**AUSGEWÄHLTER TEXT:**
▬▬▬

Davon abgesehen muss auch der Rest der Hifi-Kette stimmen. Die GLE490 gewinnt und verliert mit dem restlichen Equipment.


----------



## KaiHD7960xx (16. Juni 2010)

*AW: Neue Hifi-Aufrüstung für den Johnny*



> Davon abgesehen muss auch der Rest der Hifi-Kette stimmen. Die GLE490 gewinnt und verliert mit dem restlichen Equipment.


Was heißt das denn genau? Meinst du die anderen Lautsprecher oder den Verstärker/Receiver?


----------



## > Devil-X < (16. Juni 2010)

*AW: Neue Hifi-Aufrüstung für den Johnny*



KaiHD7960xx schrieb:


> Was heißt das denn genau? Meinst du die anderen Lautsprecher oder den Verstärker/Receiver?



CD-Player, Soundkarte bei analogen Anschluss, Verstärker. Das ist die Kette.

Wobei Ich mehr als nur stark anzweifel, dass man den Unterschied bei CD-Playern und Verstärkern hört.

Entweder die Canton - oder Kompakte. Wobei man bei den Kompakten die Wahl hat, die Canton gibts eben nur durch ein günstiges Angebot hier im Marktplatz.


----------



## KaiHD7960xx (16. Juni 2010)

*AW: Neue Hifi-Aufrüstung für den Johnny*



> CD-Player, Soundkarte bei analogen Anschluss, Verstärker. Das ist die Kette.


 Thanks! 

Ich selbst höre lieber über nen alten Kenwood CD-Player Musik, weil ich mir einbilde, dass die Musik darüber irgendwie besser klingt.  Möglich, dass das Quatsch ist, aber ich pflege es dennoch so zu tun.


----------



## > Devil-X < (16. Juni 2010)

*AW: Neue Hifi-Aufrüstung für den Johnny*



KaiHD7960xx schrieb:


> Thanks!
> 
> Ich selbst höre lieber über nen alten Kenwood CD-Player Musik, weil ich mir einbilde, dass die Musik darüber irgendwie besser klingt.  Möglich, dass das Quatsch ist, aber ich pflege es dennoch so zu tun.



Dir muss ja der Klang gefallen, aber Einbildung ist auch ne Bildung...


----------



## a_fire_inside_1988 (16. Juni 2010)

*AW: Neue Hifi-Aufrüstung für den Johnny*

Also mit meinen neuen Lautsprechern höre ich jetzt tatsächlich auch nen Unterschied zwischen meinem Denon DCD-510AE und der Asus Xonar. Der Denon klingt doch ein Stück präsenter und gefällt mir klanglich mehr. Ob es nun an dem 10m-Cinch-Kabel zwischen SoKa und Verstärker, an der Soundkarte selbst oder einfach einer unterschiedlichen klanglichen Abstimmung liegt kann ich aber nicht wirklich sagen ^^
Wenigstens ist dadurch jetzt der Kauf des CD-Players gerechtfertigt ^^


----------



## Johnny the Gamer (17. Juni 2010)

▬▬▬

**INHALT DES MATERIALS:**
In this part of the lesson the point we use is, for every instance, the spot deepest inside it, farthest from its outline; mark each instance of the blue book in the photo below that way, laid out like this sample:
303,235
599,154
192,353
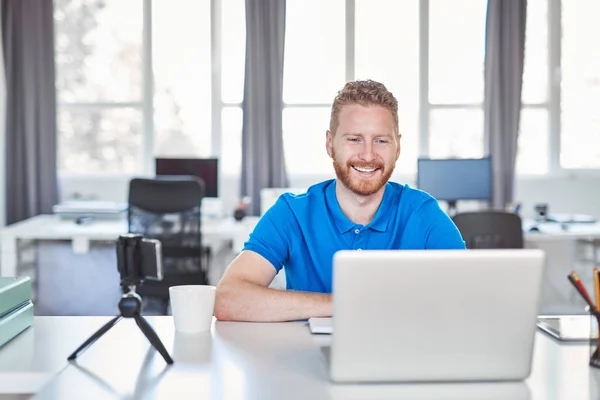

▬▬▬

**SCHRIFTLICHE AUFGABE 1:** Erkläre in ein bis drei Sätzen, warum KaiHD7960xx im Forenthread zur Hifi-Aufrüstung lieber über einen alten Kenwood-CD-Player Musik hört.
**SCHRIFTLICHE AUFGABE 2:** Schreibe den Forenthread zur Hifi-Aufrüstung weiter, und zwar im Anschluss an die letzte Zeile.

**LÖSUNG DER AUFGABE 1:** KaiHD7960xx bildet sich ein, dass die Musik über diesen CD-Player irgendwie besser klingt. Er räumt zwar ein, dass das Quatsch sein könnte, macht es aber trotzdem so.

**LÖSUNG DER AUFGABE 2:**
*AW: Neue Hifi-Aufrüstung für den Johnny*

Ich habe mir jetzt die 850S Boxen von MB Quart gekauft, habe für sie nur 169 € exkl. Versand bezahlt 

Jetzt zur nächstens Sache :
Mein Denon DRA-295 gibt leider immer weiter den Geist auf 

Mein Eltern haben den harman/kardon HK6500.
Der ist richtig gut...
Wie viel Watt würdet ihr denn nehmen ?
Möchte auch eig keinen neuen kaufen...

Gruß
Johnny


----------



## nfsgame (17. Juni 2010)

*AW: Neue Hifi-Aufrüstung für den Johnny*

Was macht der DRA denn? Wie gibt er den Geist auf?

@a_fire_inside_1988: Der Denon DCD-595 den ich hab hält den Bass auch präziser/knackiger als meine Essence STX . Also ich finde das es sich lohnt mal den Vergleich zu machen .


----------



## Johnny the Gamer (17. Juni 2010)

*AW: Neue Hifi-Aufrüstung für den Johnny*

Also :

1. Die Lautstärke "springt", also die Musik oder was gerade läuft wird manchmal einfach lauter...
2. Er geht manchmal einfach aus

Deshalb möchte ich mir einen anderen kaufen, da ich kein Bock habe, dass die Musik mal so laut wird, dass mir meine Boxen um die Ohren fliegen 
Was ist denn so am besten ? Receiver, Vollverstärker, Vorverstärker + Endstufe


----------



## nfsgame (17. Juni 2010)

*AW: Neue Hifi-Aufrüstung für den Johnny*

VS + ES wird zu teuer für dich sein. Da gehts ab 1000€ los . Ein Receiver ist niox anderes als nen Verstärker mit integriertem Radio. Ein AV-Receiver ließe dir die Möglichkeit später auf Surround aufzurüsten .


----------



## KaiHD7960xx (17. Juni 2010)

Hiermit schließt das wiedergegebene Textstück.